● **Goal of the exercise**: From the line below that contains "Query: fenced grave enclosure" to the line that contains "plank in this photo.", repeat every line exactly, both ends included, and nothing else.

[Dataset entries]
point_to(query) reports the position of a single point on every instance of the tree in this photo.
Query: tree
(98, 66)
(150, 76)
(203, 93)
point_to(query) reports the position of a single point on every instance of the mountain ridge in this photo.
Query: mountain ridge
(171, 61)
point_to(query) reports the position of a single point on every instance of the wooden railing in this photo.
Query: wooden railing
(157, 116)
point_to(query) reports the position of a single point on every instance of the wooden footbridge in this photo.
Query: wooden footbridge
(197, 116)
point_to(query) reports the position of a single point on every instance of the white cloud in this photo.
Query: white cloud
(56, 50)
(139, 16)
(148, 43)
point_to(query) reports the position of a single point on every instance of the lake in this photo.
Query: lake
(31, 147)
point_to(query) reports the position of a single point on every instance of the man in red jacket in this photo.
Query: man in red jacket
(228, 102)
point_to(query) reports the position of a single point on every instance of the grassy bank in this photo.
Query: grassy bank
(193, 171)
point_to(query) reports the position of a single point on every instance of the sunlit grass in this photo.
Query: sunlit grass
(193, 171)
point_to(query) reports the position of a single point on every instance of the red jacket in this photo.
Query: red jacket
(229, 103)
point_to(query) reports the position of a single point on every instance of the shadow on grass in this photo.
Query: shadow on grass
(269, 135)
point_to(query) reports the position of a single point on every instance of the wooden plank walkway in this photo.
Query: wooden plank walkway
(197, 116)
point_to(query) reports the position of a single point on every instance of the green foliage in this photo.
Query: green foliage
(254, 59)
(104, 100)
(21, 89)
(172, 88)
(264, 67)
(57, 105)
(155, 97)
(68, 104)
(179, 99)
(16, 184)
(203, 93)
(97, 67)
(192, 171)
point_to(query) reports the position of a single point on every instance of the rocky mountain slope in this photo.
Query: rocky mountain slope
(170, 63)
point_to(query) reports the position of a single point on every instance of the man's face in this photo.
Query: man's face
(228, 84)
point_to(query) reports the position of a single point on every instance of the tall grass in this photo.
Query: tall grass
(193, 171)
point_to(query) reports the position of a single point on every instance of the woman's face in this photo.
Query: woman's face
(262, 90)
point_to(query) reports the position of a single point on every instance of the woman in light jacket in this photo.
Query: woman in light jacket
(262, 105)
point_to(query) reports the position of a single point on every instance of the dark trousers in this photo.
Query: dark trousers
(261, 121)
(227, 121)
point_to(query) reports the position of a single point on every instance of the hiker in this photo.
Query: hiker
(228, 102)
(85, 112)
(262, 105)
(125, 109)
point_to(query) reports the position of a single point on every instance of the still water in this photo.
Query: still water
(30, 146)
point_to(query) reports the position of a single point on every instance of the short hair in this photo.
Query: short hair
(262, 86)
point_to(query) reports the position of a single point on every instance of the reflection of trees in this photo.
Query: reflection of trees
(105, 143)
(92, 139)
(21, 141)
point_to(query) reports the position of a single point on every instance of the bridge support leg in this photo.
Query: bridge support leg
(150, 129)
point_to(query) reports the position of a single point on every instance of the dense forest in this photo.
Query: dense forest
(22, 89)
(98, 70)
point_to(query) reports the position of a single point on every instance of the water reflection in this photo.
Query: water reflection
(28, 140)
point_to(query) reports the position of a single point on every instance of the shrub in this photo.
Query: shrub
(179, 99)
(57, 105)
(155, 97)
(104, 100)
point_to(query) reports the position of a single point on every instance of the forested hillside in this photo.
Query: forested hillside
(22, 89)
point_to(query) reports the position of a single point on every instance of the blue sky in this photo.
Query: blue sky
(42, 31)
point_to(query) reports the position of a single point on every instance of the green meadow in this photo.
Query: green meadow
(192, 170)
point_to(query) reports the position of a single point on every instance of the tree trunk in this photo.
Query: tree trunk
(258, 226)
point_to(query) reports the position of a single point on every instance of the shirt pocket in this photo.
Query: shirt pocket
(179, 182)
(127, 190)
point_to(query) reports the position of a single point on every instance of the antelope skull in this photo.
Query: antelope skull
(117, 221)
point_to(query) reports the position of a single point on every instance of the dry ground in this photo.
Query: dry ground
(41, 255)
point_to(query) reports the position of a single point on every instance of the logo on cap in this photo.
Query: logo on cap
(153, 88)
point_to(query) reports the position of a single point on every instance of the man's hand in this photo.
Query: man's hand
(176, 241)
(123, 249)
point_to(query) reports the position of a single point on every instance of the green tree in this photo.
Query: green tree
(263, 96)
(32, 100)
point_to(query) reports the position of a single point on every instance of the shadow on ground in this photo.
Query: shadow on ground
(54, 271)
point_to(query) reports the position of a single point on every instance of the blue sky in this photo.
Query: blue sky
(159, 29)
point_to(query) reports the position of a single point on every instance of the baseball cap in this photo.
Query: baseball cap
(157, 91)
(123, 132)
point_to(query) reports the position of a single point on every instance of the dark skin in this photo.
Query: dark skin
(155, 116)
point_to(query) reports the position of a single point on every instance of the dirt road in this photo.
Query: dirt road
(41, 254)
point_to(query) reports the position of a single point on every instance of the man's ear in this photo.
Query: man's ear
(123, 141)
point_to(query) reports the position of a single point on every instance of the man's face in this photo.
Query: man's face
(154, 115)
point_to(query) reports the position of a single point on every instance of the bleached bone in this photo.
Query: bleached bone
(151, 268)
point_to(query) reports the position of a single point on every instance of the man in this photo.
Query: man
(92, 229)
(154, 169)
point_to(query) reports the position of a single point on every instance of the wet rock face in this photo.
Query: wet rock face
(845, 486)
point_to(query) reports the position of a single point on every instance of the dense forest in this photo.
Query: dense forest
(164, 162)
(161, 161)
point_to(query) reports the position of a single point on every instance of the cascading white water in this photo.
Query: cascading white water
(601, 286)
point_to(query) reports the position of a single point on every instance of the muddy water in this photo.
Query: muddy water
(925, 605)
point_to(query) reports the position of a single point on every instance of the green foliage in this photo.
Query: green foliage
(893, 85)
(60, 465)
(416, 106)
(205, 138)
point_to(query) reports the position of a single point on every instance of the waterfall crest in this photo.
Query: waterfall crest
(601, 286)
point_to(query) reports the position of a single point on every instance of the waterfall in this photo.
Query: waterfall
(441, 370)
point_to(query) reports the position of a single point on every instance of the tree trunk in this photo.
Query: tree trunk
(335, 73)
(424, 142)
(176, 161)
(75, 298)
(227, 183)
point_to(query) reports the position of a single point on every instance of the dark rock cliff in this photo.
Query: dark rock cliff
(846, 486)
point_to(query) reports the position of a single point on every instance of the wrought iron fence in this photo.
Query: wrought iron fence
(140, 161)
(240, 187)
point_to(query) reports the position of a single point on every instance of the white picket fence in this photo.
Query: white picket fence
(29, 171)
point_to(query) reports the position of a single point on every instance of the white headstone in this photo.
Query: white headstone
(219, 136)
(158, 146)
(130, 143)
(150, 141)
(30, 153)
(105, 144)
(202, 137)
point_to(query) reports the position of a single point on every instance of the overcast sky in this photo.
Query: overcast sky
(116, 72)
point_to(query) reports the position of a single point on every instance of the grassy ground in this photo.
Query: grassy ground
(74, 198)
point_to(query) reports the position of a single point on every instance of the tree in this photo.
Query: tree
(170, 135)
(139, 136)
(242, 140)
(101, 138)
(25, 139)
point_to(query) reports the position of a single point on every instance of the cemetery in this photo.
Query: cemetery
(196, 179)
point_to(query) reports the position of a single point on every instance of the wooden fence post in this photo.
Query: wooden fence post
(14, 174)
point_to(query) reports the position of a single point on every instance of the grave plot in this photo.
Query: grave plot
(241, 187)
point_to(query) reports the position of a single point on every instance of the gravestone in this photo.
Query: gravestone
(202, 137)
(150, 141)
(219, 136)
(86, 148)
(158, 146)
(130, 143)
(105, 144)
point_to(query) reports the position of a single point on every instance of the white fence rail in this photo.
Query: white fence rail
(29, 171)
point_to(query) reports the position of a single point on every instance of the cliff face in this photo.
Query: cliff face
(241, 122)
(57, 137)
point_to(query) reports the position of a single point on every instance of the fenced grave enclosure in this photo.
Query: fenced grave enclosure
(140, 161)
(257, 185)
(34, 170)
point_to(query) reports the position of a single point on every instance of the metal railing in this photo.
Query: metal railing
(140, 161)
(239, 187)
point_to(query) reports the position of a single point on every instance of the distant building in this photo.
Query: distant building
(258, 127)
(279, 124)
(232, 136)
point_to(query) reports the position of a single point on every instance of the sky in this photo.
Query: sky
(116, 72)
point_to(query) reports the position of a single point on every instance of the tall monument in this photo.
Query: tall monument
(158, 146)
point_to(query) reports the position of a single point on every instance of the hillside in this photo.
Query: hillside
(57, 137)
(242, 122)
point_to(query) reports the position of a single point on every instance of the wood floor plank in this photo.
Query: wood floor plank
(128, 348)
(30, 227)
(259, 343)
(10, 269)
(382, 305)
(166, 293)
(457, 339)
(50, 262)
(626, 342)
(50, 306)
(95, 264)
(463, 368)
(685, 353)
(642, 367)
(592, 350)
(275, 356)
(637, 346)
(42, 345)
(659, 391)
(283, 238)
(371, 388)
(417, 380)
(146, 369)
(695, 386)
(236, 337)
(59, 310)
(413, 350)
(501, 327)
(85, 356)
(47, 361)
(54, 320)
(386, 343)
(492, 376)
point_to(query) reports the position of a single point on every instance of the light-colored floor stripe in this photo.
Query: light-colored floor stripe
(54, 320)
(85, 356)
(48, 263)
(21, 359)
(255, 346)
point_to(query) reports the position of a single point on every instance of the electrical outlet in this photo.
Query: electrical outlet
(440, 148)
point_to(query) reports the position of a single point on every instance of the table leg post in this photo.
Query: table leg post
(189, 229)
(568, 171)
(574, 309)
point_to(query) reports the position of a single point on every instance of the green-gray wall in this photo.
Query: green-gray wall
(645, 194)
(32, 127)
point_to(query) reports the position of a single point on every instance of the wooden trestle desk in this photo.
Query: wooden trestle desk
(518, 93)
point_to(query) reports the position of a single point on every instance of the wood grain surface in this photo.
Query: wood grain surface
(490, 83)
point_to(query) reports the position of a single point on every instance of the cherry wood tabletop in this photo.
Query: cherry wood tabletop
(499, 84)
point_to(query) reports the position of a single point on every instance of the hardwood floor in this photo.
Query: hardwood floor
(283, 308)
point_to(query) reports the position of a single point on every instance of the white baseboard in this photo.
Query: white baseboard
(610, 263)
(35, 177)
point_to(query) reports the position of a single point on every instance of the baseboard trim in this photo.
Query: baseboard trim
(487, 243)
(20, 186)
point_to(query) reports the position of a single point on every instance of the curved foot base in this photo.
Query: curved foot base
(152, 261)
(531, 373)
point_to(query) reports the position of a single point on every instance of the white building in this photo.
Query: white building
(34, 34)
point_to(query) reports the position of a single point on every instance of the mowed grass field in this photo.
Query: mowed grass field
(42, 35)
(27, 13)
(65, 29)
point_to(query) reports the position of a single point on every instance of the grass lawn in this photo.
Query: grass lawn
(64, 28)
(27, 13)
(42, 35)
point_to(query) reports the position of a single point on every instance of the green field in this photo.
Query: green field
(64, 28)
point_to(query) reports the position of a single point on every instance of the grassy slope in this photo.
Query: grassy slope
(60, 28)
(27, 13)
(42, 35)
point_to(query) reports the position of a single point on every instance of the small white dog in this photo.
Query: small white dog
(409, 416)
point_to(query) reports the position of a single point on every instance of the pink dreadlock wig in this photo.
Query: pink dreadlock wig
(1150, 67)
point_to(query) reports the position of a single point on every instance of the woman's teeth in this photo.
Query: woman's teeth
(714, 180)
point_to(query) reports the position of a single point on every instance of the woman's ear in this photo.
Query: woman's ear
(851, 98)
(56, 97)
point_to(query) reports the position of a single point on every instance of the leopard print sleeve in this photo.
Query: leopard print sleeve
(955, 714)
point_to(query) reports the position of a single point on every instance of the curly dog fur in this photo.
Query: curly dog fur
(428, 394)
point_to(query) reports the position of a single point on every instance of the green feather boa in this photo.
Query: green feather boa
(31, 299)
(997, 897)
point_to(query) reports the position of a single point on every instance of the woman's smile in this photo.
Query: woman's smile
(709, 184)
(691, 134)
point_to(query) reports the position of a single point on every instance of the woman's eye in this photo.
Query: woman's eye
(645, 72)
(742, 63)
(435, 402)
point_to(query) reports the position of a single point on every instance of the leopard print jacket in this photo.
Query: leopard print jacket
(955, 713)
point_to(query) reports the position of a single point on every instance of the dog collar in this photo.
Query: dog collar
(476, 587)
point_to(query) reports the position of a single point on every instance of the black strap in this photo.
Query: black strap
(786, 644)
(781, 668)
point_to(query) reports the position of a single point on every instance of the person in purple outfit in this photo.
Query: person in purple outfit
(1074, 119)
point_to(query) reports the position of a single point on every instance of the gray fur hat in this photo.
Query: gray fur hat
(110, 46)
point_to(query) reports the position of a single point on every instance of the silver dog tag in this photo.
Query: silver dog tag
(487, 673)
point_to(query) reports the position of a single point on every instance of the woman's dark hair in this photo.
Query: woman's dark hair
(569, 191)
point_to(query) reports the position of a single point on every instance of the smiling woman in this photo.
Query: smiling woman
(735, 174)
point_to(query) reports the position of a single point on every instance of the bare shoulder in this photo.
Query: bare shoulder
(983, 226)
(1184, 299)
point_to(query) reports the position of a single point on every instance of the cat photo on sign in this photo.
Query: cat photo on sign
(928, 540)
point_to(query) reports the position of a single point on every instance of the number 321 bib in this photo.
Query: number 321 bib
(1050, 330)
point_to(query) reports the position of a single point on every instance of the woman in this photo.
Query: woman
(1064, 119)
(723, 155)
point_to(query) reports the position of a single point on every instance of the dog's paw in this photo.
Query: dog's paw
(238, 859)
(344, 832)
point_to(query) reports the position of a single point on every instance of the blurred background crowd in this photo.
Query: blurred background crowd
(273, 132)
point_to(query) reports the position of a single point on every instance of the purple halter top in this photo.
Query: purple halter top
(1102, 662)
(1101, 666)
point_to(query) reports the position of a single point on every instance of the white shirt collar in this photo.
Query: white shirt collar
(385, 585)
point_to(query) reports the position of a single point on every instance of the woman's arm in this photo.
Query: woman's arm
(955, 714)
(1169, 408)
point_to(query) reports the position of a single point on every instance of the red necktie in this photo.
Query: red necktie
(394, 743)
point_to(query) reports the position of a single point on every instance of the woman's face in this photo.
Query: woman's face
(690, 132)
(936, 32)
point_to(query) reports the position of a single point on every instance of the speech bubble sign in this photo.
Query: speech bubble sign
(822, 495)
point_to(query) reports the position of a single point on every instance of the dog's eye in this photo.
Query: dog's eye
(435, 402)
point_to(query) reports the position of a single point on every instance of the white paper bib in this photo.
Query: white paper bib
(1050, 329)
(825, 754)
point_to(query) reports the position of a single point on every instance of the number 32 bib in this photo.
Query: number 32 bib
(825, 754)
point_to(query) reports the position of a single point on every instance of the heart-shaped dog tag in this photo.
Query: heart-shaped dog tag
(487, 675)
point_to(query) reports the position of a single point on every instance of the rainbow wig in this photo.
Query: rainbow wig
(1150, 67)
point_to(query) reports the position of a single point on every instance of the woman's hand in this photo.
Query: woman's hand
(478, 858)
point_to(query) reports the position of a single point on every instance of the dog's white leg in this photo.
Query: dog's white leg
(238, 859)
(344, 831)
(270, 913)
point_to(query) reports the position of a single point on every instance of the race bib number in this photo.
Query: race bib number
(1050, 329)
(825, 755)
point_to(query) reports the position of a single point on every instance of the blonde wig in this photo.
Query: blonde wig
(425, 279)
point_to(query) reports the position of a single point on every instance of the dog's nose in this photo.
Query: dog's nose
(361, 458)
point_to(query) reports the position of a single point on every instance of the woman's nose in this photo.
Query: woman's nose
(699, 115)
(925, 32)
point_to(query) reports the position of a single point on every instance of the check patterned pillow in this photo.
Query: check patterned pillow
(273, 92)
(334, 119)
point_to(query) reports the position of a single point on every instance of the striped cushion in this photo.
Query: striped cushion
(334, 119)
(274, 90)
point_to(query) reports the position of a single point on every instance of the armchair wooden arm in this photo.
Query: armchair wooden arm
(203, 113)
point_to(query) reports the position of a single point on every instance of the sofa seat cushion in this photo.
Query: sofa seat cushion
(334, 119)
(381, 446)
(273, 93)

● **Worked solution**:
Query: fenced grave enclosure
(140, 161)
(257, 185)
(34, 170)
point_to(query) reports the position of a single point on every instance of the metal railing in this photo.
Query: metal railing
(140, 161)
(239, 187)
point_to(query) reports the position of a single point on every instance of the distant building in this photo.
Query: distant building
(258, 127)
(279, 124)
(232, 136)
point_to(query) reports the position of a single point on every instance of the sky in this photo.
Query: sky
(116, 72)
point_to(query) reports the position of a single point on every instance of the tall monument in this photo.
Query: tall monument
(158, 146)
point_to(query) reports the position of a single point on every instance of the hillside in this photo.
Query: hillside
(57, 137)
(242, 122)
point_to(query) reports the position of a single point on every instance of the wood floor plank in this photo.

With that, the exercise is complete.